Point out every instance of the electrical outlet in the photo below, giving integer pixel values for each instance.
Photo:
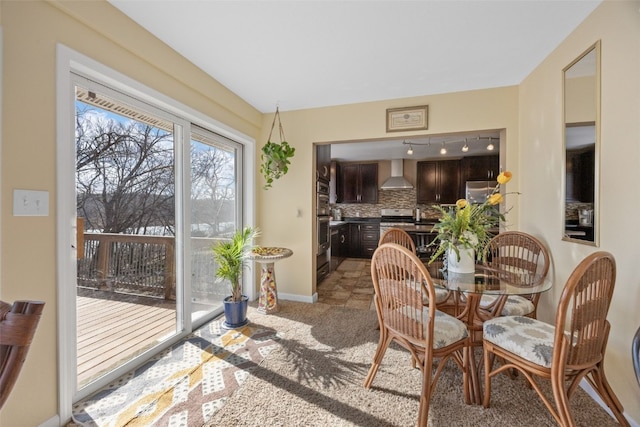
(30, 203)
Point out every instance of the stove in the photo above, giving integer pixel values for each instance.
(396, 218)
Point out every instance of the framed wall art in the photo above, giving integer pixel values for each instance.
(407, 118)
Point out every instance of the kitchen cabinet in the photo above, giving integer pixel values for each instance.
(358, 183)
(580, 184)
(363, 239)
(480, 168)
(323, 162)
(438, 181)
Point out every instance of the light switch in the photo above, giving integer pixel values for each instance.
(30, 203)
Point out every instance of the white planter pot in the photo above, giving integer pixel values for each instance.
(466, 264)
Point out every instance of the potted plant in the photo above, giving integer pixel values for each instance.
(231, 257)
(275, 156)
(463, 231)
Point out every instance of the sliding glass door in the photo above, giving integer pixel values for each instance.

Action item: Return the material word for word. Pictures are not part of the copy.

Task answer:
Point out every instance of the electrical outlet in the photo below, giving integer pixel values for each instance.
Photo:
(30, 203)
Point out every instance of the stove in the photo above, giving integer pixel values for each instance.
(396, 218)
Point out every instance of the framed wall art in the photo above, giving integer pixel values for each instance.
(407, 118)
Point out every instance of the kitchen cabinet in the photo above, giving integer pixel values for each instance.
(358, 183)
(580, 184)
(363, 239)
(480, 168)
(323, 162)
(438, 181)
Point out every instance of the light switch in the photo above, giving integer pixel values for each instance.
(30, 203)
Point out every instance of the white planter pot in the photo above, giving integer pixel values for each instance.
(466, 264)
Point out every instance of the potted plant in the photo above, giving integer pixel values for each instance.
(231, 257)
(275, 156)
(463, 231)
Point out every instance of the sliding glass door in the photo above, giving integer pixel values for each instance.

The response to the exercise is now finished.